§ **Fragment dokumentu**:
┄┄┄┄┄┄┄┄┄┄┄┄┄┄┄┄┄┄┄┄
Reklama

NIK: MKiŚ niedostatecznie wsparło rozwój energetyki wiatrowej

Autor. Erik Wilde/commons.wikimedia.org/CC BY-SA 2.0

Jak wynika z oceny Najwyższej Izby Kontroli, działania ministerstwa klimatu w latach 2022-2024 dotyczące prawnych warunków lokalizacji i budowy farm wiatrowych nie zapewniały ich dynamicznego rozwoju w Polsce. Izba skrytykowała też opóźnienia w pracach nad KPEiK.

Najwyższa Izba Kontroli (NIK) przyjrzała się działaniom Ministerstwa Klimatu i Środowiska (MKiŚ), Ministerstwa Infrastruktury (MI), Urzędu Morskiego w Gdyni oraz działaniom dziewięciu urzędów gmin z różnych powiatów województwa pomorskiego, wielkopolskiego i zachodniopomorskiego latach 2022-2024.

NIK: transformacja energetyczna w Polsce zagrożona

Podejmowane przez Ministerstwo Klimatu i Środowiska działania dotyczące prawnych warunków dla lokalizacji i budowy farm wiatrowych nie zapewniały dynamicznego rozwoju tej energetyki w Polsce.
Najwyższa Izba Kontroli (NIK)
YouTube cover video

W ocenie NIK opóźnienia i bariery prawne mogą „poważnie zagrozić” transformacji energetycznej i dostępności taniej energii w Polsce. „Likwidacja barier dla energetyki wiatrowej zarówno na morzu, jak i na lądzie może zapewnić Polsce bezpieczeństwo i niezależność energetyczną” - stwierdziła NIK.

Zwróciła uwagę, że nowelizacja ustawy o inwestycjach (z 23 kwietnia 2023 r.), określająca minimalną odległość pomiędzy zabudową mieszkalną (700 m zamiast wcześniej planowanych 500 m) może spowodować, że prawie dwukrotnie zmniejszą się możliwości rozwoju lądowej energetyki wiatrowej, ograniczając dostępny teren pod inwestycje.

W ocenie NIK w przypadku morskiej energetyki wiatrowej (MEW) potencjał Polski jest „znaczny” - prognozy do 2050 r. przewidują możliwość instalacji mocy rzędu 28 GW.

Prawne uwarunkowania lokalizacji i budowy elektrowni wiatrowych (zwłaszcza dotyczące odległości od zabudowań, ochrony środowiska, procedur administracyjnych) mają decydujący wpływ na rozwój tych elektrowni wiatrowych na lądzie.
┄┄┄┄┄┄┄┄┄┄┄┄┄┄┄┄┄┄┄┄
§ **Części ćwiczenia**:
A: Jaką moc morskiej energetyki wiatrowej w Polsce przewidują prognozy do 2050 r. według tekstu o energetyce wiatrowej?
B: Proszę przedstawić w formie listy akapit tekstu o energetyce wiatrowej zaczynający się od słów „Najwyższa Izba Kontroli (NIK) przyjrzała się”, zachowując najważniejsze fakty.
C: Napisz dalszy ciąg tekstu o energetyce wiatrowej, zaczynając po jego ostatnim zdaniu.

[Surowe dane]
┄┄┄┄┄┄┄┄┄┄┄┄┄┄┄┄┄┄┄┄
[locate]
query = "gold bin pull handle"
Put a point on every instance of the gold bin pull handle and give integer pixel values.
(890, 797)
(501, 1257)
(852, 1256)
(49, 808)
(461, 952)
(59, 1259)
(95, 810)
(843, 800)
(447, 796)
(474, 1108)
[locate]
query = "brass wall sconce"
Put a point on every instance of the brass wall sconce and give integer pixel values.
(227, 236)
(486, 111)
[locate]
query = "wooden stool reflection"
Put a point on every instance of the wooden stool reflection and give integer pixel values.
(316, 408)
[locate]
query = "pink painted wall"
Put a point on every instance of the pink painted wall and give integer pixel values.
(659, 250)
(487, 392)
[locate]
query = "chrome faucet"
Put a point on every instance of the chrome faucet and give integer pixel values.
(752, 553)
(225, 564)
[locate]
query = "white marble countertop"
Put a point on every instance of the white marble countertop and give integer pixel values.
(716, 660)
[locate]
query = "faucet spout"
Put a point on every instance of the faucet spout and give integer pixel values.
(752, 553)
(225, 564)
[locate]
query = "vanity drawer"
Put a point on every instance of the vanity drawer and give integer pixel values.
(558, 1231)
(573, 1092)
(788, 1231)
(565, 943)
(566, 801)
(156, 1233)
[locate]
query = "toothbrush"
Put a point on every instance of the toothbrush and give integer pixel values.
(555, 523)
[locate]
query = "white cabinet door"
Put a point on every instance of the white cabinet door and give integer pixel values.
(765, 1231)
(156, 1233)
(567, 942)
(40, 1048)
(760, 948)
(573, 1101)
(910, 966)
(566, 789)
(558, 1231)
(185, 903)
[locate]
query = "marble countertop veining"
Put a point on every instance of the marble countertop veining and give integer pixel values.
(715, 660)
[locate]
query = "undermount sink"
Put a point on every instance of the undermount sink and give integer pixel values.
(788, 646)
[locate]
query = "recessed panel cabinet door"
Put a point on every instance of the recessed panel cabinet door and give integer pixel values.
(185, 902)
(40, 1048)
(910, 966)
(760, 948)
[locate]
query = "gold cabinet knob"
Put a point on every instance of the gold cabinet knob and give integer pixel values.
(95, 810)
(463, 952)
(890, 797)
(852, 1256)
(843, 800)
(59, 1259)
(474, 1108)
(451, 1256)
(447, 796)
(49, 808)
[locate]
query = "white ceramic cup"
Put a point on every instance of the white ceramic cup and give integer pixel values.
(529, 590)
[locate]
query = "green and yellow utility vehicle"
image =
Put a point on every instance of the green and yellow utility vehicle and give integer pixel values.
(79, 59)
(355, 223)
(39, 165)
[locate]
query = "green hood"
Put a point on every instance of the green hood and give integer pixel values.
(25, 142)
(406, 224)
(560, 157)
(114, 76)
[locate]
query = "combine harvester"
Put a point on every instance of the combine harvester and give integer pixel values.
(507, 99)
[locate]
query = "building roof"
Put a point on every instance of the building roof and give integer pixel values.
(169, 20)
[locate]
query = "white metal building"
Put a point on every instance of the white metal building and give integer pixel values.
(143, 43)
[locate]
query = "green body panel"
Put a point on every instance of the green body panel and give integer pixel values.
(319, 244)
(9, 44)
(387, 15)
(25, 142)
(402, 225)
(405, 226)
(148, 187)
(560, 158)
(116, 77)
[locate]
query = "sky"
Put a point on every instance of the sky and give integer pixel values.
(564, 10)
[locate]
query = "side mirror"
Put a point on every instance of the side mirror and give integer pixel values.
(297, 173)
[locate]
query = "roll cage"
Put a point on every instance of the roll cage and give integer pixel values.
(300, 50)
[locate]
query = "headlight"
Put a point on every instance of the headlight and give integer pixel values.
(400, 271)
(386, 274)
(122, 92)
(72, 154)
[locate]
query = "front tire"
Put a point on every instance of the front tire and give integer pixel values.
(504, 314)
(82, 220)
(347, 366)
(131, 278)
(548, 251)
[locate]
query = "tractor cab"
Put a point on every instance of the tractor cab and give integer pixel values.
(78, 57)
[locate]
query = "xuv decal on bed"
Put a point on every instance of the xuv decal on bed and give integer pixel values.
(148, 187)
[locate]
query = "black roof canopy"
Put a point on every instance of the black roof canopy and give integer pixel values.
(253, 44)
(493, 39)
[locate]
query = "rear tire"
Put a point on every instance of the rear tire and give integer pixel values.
┄┄┄┄┄┄┄┄┄┄┄┄┄┄┄┄┄┄┄┄
§ **Wyniki**:
A: Prognozy przewidują możliwość instalacji mocy rzędu 28 GW.

B:
Kontrolą NIK w latach 2022–2024 objęto:
- Ministerstwo Klimatu i Środowiska (MKiŚ),
- Ministerstwo Infrastruktury (MI),
- Urząd Morski w Gdyni,
- dziewięć urzędów gmin z różnych powiatów województw pomorskiego, wielkopolskiego i zachodniopomorskiego.

C:
Najwyższa Izba Kontroli (NIK)

W wyniku kontroli NIK stwierdziła, że „organy administracji podejmowały prawidłowe i rzetelne działania w celu zapewnienia prawnych warunków dla lokalizacji i budowy elektrowni wiatrowych w Polsce, ale „nie w pełni wystarczające”.

Izba przyznała, że dzięki działaniom MKiŚ oraz MI udało się wprowadzić zmiany prawne, które pomogły zlikwidować część przeszkód dla inwestycji wiatrowych, w tym zmiany ustawowe z marca i sierpnia 2023 roku.

Z raportu NIK wynika również, że nie została ukończona na czas - ponad trzy i pół roku opóźnienia - transpozycja unijnej dyrektywy RED II do polskiego prawa. To zdaniem Izby może skutkować sankcjami ze strony UE. NIK wykryła, że do zakończenia kontroli minister nie wdrożył w pełni przepisów dyrektyw RED II i RED III. „W konsekwencji Polska nie posiada prostych procedur rozstrzygania sporów i szybkiego trybu odwołań administracyjnych i sądowych. Ministerstwo nie wyjaśniło przyczyn opóźnień ani stanu przygotowania brakujących regulacji” - przekazała.

W ocenie NIK, ministerstwo klimatu nie podjęło także wystarczających działań, aby dokładnie zbadać i wyznaczyć najlepsze miejsca dla rozwoju odnawialnych źródeł energii, w tym energii wiatrowej. „To powoduje ryzyko niedotrzymania terminów wynikających z KPO oraz unijnych dyrektyw RED II i RED III” - przestrzegła Izba.

NIK poinformowała również, że do dnia zakończenia kontroli MKiŚ nie przedłożył Komisji Europejskiej aktualizacji Krajowego planu na rzecz energii i klimatu na lata 2021–2030 (KPEiK), mimo że termin upłynął 30 czerwca 2024 r. W ocenie NIK opóźnienia w przedłożeniu projektu aktualizacji oraz aktualizacji KPEiK świadczą o „nierzetelności procesu przygotowania tych dokumentów przez ministerstwo”. Izba dodała, że minister nie przygotował w terminie zaktualizowanej Polityki Energetycznej Polski do 2040 roku (PEP2040).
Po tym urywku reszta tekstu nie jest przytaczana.